(Photo-based referring expression data)
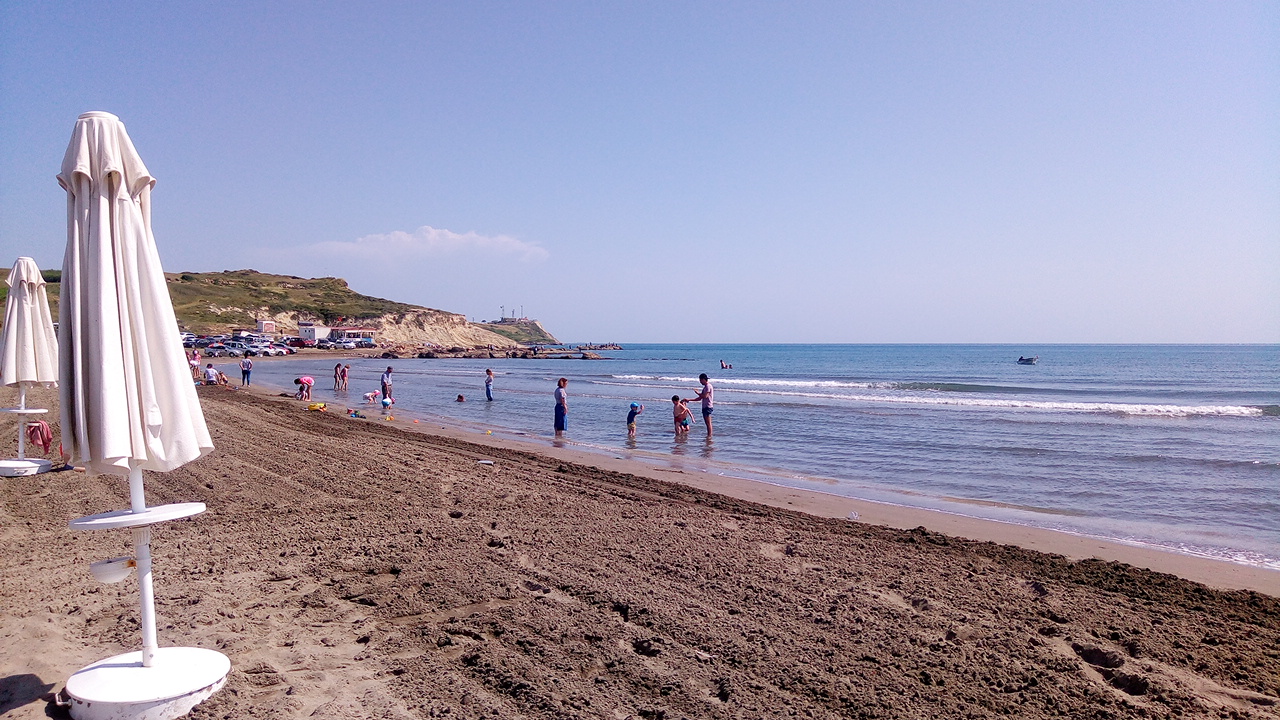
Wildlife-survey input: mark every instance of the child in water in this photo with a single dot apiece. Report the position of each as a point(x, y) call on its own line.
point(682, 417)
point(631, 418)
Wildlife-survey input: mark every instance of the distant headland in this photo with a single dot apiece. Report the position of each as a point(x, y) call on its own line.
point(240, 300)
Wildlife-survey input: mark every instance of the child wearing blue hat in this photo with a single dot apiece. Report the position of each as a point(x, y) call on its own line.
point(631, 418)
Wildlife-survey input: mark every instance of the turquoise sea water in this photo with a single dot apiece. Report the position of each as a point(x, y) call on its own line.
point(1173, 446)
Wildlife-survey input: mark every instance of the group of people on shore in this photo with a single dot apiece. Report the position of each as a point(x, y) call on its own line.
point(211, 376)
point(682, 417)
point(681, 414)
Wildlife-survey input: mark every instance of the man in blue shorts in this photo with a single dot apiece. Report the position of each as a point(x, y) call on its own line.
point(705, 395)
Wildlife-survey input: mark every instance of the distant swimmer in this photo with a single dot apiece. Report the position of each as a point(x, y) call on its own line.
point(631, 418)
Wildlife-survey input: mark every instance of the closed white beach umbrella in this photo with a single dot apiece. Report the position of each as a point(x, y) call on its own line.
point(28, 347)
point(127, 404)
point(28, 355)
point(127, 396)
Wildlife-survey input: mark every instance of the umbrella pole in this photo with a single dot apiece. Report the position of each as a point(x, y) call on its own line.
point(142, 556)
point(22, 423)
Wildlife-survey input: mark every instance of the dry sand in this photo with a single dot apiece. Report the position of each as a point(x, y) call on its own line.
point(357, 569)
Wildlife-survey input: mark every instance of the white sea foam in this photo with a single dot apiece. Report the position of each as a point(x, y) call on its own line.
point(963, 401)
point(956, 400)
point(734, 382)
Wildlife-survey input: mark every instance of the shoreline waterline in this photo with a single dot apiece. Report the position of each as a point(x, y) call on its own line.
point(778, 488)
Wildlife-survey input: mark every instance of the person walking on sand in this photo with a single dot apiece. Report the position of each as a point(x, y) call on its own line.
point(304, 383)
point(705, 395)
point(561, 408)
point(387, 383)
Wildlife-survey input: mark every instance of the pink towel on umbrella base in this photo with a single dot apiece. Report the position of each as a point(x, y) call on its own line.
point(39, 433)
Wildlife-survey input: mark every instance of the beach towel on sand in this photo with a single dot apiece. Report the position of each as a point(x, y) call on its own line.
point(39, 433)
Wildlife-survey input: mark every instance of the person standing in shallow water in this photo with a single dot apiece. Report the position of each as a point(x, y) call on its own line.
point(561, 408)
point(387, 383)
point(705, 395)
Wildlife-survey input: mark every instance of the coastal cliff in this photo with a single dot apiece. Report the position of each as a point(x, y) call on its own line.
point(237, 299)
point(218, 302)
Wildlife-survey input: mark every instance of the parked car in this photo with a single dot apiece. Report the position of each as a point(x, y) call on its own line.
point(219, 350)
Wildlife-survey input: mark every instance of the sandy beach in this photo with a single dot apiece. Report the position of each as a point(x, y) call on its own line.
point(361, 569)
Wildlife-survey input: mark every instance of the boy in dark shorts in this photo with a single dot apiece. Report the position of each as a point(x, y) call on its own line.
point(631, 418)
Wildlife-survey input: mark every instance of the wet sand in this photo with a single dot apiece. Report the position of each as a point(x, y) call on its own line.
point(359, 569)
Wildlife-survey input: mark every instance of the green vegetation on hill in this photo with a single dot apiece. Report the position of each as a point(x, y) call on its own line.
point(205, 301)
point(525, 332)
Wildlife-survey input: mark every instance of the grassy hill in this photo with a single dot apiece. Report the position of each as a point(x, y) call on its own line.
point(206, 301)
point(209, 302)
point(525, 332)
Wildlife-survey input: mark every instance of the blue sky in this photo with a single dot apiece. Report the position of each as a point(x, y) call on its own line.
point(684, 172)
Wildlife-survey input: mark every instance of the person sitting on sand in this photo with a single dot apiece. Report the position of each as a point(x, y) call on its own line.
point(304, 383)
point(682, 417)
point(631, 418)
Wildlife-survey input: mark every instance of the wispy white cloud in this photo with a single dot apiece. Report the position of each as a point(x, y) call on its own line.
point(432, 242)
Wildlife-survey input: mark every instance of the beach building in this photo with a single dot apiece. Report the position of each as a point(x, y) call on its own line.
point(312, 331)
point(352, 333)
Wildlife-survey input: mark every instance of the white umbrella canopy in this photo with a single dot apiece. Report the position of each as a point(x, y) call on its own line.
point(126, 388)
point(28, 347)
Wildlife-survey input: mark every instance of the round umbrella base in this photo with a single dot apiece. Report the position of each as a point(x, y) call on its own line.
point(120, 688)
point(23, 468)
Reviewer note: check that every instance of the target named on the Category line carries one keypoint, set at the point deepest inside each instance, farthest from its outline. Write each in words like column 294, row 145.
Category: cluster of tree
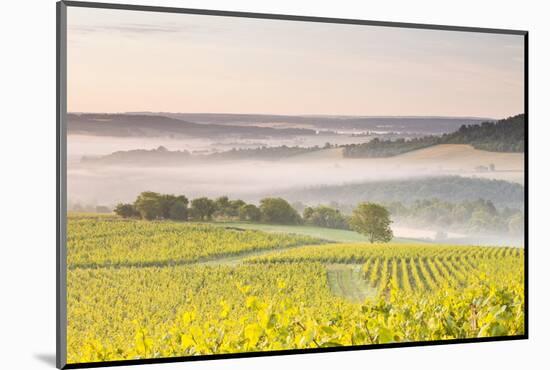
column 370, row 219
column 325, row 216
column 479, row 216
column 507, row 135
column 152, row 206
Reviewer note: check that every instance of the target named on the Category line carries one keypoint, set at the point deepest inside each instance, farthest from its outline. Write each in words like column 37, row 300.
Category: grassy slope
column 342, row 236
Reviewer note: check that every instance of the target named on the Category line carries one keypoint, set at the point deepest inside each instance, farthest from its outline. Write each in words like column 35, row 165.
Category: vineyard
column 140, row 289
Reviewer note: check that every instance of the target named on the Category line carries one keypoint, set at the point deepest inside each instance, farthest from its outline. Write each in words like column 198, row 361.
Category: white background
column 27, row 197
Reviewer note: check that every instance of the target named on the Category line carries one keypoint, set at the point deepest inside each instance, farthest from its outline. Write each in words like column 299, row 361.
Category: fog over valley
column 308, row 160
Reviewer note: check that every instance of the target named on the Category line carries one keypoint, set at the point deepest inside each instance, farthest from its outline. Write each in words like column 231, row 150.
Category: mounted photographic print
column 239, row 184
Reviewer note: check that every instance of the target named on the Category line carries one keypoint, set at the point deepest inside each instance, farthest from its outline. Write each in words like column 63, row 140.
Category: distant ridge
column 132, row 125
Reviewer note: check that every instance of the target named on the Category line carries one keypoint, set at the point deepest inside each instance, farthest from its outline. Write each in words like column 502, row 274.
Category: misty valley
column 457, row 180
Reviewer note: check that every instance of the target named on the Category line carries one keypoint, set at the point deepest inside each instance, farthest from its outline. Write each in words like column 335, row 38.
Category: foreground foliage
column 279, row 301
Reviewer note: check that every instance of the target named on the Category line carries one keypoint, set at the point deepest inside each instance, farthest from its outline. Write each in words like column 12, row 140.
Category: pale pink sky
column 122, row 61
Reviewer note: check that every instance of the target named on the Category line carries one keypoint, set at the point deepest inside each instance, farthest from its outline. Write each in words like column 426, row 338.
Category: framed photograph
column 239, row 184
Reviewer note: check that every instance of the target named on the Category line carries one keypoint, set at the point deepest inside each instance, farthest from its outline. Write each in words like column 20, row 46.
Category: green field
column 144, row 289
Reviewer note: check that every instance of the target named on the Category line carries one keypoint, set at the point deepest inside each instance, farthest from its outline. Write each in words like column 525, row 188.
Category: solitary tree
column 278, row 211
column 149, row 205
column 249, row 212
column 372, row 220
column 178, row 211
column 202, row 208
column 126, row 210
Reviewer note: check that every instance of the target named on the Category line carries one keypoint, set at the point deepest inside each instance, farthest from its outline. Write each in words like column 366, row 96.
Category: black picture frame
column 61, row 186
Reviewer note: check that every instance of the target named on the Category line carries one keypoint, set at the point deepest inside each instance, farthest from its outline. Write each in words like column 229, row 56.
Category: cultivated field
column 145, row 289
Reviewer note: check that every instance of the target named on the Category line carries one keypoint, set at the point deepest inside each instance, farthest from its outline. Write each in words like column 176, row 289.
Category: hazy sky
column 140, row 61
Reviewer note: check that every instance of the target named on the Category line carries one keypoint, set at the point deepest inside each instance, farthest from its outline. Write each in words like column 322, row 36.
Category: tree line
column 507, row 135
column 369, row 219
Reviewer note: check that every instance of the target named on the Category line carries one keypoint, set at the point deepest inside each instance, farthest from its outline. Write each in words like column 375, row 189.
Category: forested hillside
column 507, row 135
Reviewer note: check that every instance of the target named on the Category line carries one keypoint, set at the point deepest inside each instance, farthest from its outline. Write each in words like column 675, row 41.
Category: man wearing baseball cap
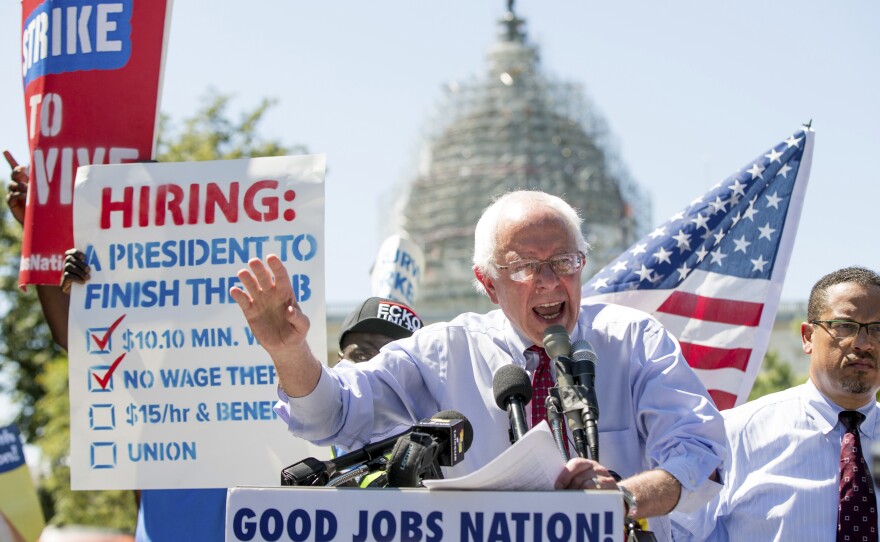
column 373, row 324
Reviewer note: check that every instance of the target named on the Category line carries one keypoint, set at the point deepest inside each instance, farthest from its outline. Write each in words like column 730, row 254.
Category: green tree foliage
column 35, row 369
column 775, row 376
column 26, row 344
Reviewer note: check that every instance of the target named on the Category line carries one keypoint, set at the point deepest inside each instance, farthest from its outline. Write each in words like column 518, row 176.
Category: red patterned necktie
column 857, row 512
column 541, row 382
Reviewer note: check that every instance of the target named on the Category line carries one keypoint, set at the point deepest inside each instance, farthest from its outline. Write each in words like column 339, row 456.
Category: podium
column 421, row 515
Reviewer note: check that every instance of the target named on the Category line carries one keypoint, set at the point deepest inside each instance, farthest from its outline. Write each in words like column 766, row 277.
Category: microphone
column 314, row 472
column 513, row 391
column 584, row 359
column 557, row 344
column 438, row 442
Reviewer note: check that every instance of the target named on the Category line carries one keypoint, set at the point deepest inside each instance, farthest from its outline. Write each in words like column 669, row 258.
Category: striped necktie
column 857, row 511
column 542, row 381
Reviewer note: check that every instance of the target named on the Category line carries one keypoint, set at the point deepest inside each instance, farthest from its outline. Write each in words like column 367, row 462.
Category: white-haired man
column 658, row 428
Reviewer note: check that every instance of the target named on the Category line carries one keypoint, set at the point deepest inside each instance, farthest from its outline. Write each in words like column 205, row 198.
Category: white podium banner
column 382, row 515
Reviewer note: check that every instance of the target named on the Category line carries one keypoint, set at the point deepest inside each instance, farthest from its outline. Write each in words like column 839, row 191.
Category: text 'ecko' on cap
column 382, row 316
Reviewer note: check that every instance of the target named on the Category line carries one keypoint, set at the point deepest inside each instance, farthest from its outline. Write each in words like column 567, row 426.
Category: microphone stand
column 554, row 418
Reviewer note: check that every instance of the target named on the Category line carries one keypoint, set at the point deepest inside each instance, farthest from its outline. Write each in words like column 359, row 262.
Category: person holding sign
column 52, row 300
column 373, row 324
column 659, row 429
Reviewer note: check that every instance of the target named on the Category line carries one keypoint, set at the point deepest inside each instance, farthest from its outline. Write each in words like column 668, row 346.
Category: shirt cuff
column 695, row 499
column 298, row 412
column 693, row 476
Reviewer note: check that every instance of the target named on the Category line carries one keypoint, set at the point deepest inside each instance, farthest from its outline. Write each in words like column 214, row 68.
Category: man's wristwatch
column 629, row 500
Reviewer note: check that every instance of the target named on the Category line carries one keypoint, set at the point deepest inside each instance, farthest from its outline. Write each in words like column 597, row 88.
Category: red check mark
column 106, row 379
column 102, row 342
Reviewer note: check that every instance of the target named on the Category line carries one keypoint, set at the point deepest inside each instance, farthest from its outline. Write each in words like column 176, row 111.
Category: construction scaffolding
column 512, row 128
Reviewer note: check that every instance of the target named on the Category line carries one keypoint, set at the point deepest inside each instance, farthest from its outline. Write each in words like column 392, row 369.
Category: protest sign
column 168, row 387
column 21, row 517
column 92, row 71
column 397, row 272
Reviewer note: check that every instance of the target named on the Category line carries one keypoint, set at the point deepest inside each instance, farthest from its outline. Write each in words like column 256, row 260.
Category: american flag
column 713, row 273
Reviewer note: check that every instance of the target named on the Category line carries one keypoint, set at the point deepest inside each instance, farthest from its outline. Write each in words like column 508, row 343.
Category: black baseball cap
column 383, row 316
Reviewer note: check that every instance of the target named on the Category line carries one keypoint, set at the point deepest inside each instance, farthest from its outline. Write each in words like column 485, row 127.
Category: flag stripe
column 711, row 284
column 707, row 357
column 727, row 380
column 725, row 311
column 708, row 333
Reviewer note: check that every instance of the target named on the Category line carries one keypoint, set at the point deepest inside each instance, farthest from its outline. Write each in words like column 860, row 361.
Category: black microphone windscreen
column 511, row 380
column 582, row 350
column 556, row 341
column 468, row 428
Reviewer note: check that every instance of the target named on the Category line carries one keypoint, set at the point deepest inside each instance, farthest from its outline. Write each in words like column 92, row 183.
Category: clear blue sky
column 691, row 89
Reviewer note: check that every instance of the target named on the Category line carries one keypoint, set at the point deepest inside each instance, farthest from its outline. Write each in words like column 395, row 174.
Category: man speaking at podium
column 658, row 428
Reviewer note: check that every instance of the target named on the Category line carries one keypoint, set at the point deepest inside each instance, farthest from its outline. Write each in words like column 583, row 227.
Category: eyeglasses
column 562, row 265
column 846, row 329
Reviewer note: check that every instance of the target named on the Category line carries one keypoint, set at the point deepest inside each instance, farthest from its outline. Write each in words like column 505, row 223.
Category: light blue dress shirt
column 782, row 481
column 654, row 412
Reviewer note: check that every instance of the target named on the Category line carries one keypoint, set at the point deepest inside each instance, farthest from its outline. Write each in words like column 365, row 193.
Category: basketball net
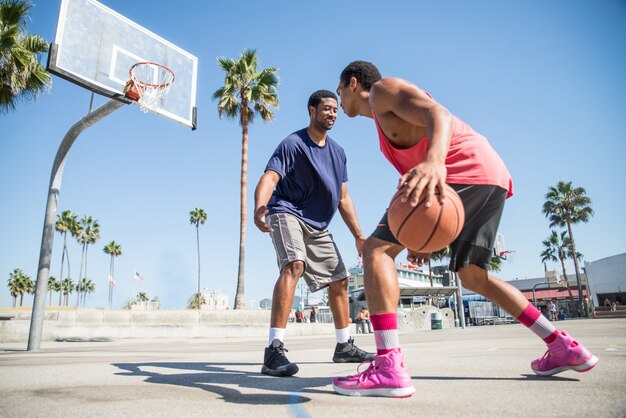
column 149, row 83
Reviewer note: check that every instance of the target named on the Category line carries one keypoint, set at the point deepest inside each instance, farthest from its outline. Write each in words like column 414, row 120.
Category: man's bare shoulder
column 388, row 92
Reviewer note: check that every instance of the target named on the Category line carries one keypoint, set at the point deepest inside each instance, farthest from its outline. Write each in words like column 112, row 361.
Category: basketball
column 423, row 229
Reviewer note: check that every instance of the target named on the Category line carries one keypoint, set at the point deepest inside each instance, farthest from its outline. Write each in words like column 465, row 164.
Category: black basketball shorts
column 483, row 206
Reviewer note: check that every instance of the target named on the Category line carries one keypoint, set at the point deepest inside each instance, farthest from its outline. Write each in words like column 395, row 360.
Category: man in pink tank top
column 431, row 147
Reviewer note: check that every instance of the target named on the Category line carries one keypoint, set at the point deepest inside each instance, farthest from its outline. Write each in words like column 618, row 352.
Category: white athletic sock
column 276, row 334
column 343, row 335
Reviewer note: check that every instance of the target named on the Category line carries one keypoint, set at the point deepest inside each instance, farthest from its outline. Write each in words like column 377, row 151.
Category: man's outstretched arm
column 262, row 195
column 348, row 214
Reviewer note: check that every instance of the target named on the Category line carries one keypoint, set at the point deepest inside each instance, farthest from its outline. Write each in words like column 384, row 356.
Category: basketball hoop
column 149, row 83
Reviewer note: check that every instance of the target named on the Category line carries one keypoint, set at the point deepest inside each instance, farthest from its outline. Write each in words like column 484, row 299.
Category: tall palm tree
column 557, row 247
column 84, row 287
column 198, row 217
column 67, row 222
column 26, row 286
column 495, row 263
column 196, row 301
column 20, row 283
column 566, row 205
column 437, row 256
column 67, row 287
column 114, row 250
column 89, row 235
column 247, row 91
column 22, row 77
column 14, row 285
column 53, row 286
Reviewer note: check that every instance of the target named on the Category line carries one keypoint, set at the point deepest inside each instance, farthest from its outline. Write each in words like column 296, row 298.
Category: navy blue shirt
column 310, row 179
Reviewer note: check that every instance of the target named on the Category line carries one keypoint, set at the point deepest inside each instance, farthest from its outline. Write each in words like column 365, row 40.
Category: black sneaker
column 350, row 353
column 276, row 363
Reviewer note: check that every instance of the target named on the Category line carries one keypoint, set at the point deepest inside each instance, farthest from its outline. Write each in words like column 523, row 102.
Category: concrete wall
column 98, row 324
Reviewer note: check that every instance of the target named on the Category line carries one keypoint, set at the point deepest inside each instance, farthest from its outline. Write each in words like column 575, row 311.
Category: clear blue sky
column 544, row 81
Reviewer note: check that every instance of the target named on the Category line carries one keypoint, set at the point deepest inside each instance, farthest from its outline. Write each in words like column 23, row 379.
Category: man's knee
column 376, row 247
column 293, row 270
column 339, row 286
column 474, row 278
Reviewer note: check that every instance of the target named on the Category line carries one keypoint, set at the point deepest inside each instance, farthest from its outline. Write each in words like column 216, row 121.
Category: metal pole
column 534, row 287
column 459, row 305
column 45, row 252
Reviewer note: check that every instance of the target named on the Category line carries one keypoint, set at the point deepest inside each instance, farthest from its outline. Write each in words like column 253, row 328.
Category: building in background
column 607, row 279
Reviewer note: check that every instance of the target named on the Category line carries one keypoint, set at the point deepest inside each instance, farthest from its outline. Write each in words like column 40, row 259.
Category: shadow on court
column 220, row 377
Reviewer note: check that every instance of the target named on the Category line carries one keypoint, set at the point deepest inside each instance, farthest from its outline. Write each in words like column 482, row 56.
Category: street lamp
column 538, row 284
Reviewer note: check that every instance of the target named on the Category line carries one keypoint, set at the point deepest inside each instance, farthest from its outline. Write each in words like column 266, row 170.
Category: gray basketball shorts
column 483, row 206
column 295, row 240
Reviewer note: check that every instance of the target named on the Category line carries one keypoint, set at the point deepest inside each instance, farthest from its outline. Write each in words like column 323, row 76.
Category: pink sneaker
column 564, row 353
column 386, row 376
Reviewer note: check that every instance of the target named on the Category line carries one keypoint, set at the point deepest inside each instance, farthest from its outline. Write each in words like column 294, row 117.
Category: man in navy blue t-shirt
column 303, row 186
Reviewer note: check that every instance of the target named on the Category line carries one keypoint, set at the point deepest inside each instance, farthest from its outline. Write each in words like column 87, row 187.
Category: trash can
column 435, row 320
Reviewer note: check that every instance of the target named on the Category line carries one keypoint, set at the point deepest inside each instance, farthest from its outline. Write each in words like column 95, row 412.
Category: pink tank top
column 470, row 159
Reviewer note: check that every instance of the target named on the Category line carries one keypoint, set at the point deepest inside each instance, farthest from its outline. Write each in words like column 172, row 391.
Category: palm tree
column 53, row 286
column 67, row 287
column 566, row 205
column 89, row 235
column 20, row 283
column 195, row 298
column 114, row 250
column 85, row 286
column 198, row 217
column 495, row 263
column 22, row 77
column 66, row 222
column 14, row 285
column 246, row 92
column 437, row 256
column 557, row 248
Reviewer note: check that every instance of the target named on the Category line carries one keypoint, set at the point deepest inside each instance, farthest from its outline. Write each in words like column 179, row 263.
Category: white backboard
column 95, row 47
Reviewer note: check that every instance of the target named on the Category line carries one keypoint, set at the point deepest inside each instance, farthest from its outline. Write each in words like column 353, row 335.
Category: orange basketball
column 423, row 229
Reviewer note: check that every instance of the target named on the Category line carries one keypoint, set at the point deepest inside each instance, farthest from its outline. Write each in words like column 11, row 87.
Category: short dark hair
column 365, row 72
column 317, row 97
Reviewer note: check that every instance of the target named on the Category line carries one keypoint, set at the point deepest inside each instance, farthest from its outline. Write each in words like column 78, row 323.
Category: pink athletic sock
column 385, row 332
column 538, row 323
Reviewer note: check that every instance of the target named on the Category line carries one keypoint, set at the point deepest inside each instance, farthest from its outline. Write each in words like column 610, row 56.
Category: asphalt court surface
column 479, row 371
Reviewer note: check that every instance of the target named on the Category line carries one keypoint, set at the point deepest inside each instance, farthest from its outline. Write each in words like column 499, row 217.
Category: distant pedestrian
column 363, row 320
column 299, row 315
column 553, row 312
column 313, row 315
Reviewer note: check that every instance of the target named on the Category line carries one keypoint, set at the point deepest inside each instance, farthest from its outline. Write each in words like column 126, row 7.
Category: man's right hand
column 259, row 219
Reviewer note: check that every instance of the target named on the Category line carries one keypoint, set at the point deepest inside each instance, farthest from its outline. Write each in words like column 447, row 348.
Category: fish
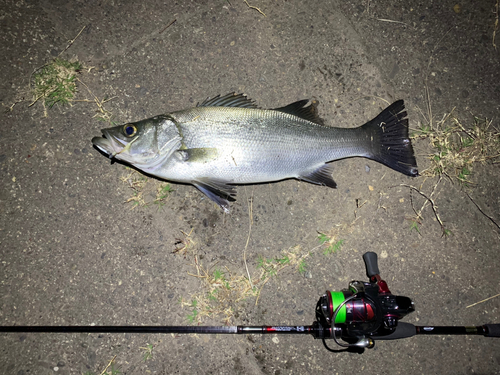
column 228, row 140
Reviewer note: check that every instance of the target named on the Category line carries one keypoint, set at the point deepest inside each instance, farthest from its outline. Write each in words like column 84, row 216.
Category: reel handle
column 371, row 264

- **EXERCISE DIRECTIONS**
I'd like the lines above from the one with "367, row 462." up to and including the one with "205, row 198." copied exactly, with no other lines.

- **RESULT FOR THIS EXERCISE**
Reviewer note: check that every instance of the target named on the Category line carries one keypoint, set at the point deepest inside each instance, farthest from its outline. Write each in words like column 367, row 462.
Category: white-haired man
column 658, row 428
Reviewer note: check that every instance of the target named on the Category line carries one keypoint, set at the point deepest inside each instance, farthest from its outline. Write each in words like column 205, row 198.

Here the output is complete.